Your response should contain every line from the data below that holds the string "steps".
--------------------------------------------------
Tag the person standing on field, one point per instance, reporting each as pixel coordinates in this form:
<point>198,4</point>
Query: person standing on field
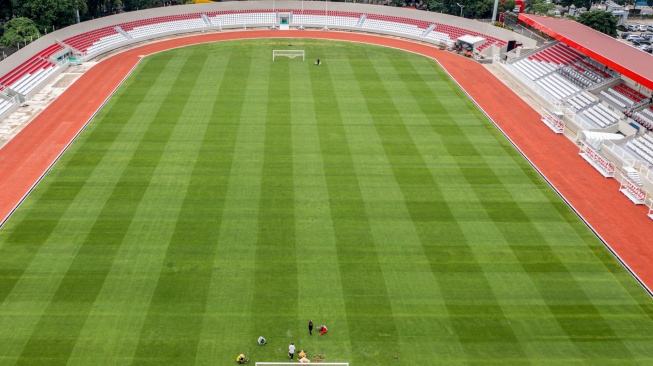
<point>291,350</point>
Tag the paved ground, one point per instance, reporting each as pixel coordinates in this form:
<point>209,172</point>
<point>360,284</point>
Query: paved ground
<point>13,124</point>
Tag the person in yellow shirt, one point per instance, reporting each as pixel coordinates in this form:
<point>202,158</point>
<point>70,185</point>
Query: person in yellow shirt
<point>241,359</point>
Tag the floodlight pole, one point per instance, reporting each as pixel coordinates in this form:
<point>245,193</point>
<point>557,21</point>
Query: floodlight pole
<point>461,9</point>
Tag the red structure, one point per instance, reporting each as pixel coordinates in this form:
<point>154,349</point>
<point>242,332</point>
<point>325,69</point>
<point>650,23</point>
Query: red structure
<point>621,57</point>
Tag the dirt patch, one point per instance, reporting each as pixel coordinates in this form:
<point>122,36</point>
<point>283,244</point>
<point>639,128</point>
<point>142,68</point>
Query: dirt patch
<point>65,81</point>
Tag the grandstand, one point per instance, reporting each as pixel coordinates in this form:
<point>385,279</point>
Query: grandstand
<point>603,88</point>
<point>80,43</point>
<point>178,313</point>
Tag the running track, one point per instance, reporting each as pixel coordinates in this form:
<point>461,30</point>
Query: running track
<point>622,225</point>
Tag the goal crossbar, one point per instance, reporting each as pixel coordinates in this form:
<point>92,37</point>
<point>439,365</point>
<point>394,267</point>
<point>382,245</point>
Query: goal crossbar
<point>295,363</point>
<point>288,53</point>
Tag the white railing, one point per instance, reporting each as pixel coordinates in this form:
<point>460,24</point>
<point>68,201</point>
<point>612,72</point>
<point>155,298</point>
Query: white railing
<point>533,86</point>
<point>581,122</point>
<point>619,151</point>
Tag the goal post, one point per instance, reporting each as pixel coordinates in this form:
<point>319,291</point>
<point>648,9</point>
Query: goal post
<point>288,53</point>
<point>295,363</point>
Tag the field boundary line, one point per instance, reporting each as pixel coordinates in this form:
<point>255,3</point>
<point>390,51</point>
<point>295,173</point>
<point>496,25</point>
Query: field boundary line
<point>559,193</point>
<point>626,232</point>
<point>56,159</point>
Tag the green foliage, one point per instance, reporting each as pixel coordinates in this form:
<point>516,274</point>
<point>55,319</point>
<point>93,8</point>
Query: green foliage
<point>140,4</point>
<point>542,7</point>
<point>97,8</point>
<point>219,196</point>
<point>601,21</point>
<point>6,9</point>
<point>480,8</point>
<point>435,5</point>
<point>18,30</point>
<point>47,13</point>
<point>509,5</point>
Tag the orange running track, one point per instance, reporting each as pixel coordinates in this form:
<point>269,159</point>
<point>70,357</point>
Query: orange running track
<point>624,226</point>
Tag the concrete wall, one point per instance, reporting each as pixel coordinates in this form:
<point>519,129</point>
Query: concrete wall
<point>485,28</point>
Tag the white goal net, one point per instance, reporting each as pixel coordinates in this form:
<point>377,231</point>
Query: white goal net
<point>288,53</point>
<point>295,363</point>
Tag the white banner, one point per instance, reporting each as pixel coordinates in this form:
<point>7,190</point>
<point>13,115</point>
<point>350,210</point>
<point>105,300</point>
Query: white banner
<point>599,159</point>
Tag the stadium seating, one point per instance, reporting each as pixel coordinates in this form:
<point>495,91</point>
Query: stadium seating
<point>558,86</point>
<point>148,27</point>
<point>30,68</point>
<point>600,115</point>
<point>643,148</point>
<point>629,92</point>
<point>94,40</point>
<point>582,100</point>
<point>4,105</point>
<point>389,26</point>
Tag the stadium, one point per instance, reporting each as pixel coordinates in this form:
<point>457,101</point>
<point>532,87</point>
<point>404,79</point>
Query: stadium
<point>195,179</point>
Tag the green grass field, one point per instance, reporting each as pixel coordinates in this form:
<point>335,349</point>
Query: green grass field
<point>219,196</point>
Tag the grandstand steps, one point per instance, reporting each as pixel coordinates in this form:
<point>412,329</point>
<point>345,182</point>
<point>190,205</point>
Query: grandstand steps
--------------------------------------------------
*TASK ANSWER:*
Tag the grandstand steps, one point per instance, reporting each as pixel coordinates in this form:
Query: grandstand steps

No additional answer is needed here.